● **Document section**
About Neurofibromatosis
Neurofibromatosis Type 1 (NF1) and Neurofibromatosis Type 2 (NF2) are hereditary disorders that are transmitted as autosomal dominant traits. Fifty percent of children born to an affected parent will inherit the condition, but new mutations are responsible for over 30 to 40% of diagnoses.
NF1 can be diagnosed in 1 of 3000 live births by the presence of at least 6 brown, flat, pigmented lesions called cafe au lait spots. Children are at risk for learning and behavioral disabilities such as ADHD, benign peripheral nerve tumors called plexiform neurofibromas and brain tumors that primarily affect the optic or visual pathways.
Older patients may develop numerous disfiguring benign skin tumors called neurofibromas.
NF2 has an incidence of 1 in 40,000 people but is not easily diagnosed at birth. Symptoms usually present in early adulthood with hearing impairment due to benign tumors growing around cranial nerves responsible for hearing and balance.
Most patients eventually become deaf either before or after surgical removal of the tumors. Hearing can be partially restored with new technological innovations simulating hearing and connected to either the brainstem or hearing nerve in the cochlea.
NF2 patients can also develop other benign brain and spinal cord tumors such as meningiomas and ependymomas.
At the new Neurofibromatosis Center NF1 pediatric and adult patients will be seen primarily at Hassenfeld Children’s Center. After an assessment of each patient’s individual needs by a family nurse practitioner, patients will be discussed at a multi-disciplinary team conference.
Specialty consultations will be sought from NYU Langone Medical Center experts in genetic counseling, neurology, behavior and learning disorders, orthopedics, dermatology and oncology.
The Hassenfeld Center already has essential services in place such as social workers, child life, data management, neuropsychology, neurology and oncology to help patients and their family members.
The NF2 patients will be screened by our family nurse practitioner in the Neurotology and Neurosurgical Suites on the 8th Floor of the Skirball building at NYU Lagone Medical Center.
New patients will be discussed at an NF2 multi-disciplinary conference. They will be evaluated by physicians with expertise in neurology, ophthalmology, genetic counseling, neurosurgery and otolaryngology and neurotology.
Hearing evaluations and counseling for implantable hearing devices such as cochlear and brainstem implants are also provided.
We have recently hired a pediatric oncologist, Matthias Karajannis, M. D., to help develop molecular based treatments with signal transduction inhibitors.
These new treatments will attempt to correct the defects that arise when specific molecular pathways are altered by a mutation in the NF2 gene.
Tumor banking is routine to provide specimens for this important research.

● **Prompt**
Please write out the neurofibromatosis text word for word, from "We have recently" up to and including "this important research.". The items have nothing to do with what you are asked to do.

● **Material shown**
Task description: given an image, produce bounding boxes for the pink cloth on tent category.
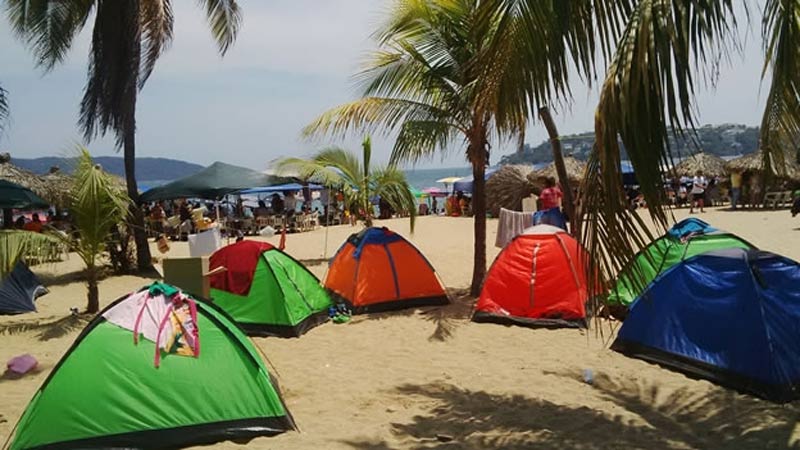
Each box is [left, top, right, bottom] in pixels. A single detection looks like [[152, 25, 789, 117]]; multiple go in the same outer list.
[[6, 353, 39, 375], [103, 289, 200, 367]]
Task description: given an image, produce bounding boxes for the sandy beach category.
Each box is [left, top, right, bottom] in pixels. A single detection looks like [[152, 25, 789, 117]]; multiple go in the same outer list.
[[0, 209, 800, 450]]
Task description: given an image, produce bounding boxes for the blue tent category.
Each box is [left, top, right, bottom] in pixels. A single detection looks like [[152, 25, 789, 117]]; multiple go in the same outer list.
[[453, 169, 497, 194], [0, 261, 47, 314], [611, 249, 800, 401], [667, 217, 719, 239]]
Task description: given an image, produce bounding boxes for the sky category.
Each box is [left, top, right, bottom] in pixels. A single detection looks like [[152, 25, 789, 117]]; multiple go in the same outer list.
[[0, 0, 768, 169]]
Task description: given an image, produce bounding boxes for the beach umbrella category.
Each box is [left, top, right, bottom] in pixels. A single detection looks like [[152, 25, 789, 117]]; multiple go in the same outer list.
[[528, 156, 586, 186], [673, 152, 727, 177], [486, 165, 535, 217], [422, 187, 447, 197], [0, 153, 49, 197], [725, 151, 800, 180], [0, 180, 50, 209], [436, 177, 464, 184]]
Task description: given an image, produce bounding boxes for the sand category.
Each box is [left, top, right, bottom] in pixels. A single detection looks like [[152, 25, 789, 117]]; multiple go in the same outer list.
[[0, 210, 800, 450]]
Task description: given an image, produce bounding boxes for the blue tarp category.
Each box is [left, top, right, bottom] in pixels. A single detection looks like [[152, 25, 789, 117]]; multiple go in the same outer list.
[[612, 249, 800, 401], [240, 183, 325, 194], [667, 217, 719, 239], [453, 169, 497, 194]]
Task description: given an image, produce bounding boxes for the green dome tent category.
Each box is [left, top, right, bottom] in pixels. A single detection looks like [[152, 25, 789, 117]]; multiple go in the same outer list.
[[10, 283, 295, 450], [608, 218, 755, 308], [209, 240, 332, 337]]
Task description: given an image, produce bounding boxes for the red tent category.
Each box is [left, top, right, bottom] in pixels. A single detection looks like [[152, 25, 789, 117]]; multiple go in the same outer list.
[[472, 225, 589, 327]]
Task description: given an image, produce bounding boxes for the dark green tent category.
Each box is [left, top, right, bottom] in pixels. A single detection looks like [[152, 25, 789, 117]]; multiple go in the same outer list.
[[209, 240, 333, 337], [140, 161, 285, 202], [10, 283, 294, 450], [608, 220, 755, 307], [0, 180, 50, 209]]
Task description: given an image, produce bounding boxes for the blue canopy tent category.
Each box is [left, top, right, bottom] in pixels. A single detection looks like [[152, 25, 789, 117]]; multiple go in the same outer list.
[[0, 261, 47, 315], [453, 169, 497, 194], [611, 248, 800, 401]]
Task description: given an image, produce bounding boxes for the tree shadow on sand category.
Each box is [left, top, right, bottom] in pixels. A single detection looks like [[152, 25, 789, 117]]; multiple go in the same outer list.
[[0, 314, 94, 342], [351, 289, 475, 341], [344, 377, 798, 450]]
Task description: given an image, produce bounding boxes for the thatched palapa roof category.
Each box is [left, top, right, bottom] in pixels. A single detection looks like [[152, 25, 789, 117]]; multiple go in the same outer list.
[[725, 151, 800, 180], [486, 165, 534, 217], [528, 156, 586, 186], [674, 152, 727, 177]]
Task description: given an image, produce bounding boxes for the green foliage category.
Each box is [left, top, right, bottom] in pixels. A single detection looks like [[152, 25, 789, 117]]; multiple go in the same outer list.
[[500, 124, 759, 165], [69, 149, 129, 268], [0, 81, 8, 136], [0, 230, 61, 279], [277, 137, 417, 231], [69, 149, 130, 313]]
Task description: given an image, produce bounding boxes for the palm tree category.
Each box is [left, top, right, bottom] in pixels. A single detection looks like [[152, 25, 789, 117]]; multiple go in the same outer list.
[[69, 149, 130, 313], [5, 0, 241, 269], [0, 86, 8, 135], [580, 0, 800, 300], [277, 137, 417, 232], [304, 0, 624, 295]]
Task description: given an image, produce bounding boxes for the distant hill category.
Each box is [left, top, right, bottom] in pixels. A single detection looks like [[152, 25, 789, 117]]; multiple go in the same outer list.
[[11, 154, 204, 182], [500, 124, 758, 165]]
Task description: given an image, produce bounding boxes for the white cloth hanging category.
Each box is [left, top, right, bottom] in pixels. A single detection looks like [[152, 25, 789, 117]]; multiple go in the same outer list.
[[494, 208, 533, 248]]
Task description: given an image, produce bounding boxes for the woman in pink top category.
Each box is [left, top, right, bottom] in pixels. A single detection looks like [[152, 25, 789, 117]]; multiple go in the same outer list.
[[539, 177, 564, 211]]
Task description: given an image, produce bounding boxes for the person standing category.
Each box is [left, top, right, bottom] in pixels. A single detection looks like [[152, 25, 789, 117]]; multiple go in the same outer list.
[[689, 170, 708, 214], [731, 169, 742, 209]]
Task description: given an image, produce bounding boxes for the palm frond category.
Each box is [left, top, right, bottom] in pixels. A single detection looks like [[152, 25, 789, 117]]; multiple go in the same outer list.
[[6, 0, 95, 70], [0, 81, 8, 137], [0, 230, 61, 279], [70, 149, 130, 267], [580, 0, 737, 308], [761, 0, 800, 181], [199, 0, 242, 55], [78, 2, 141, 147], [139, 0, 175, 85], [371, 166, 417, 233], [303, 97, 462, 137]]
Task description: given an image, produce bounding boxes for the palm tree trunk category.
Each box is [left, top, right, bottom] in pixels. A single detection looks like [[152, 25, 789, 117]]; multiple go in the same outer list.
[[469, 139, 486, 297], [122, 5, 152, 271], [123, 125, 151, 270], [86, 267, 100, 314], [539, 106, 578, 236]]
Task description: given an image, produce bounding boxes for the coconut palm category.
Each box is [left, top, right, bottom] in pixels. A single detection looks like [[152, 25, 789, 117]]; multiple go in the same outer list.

● **The answer**
We have recently hired a pediatric oncologist, Matthias Karajannis, M. D., to help develop molecular based treatments with signal transduction inhibitors.
These new treatments will attempt to correct the defects that arise when specific molecular pathways are altered by a mutation in the NF2 gene.
Tumor banking is routine to provide specimens for this important research.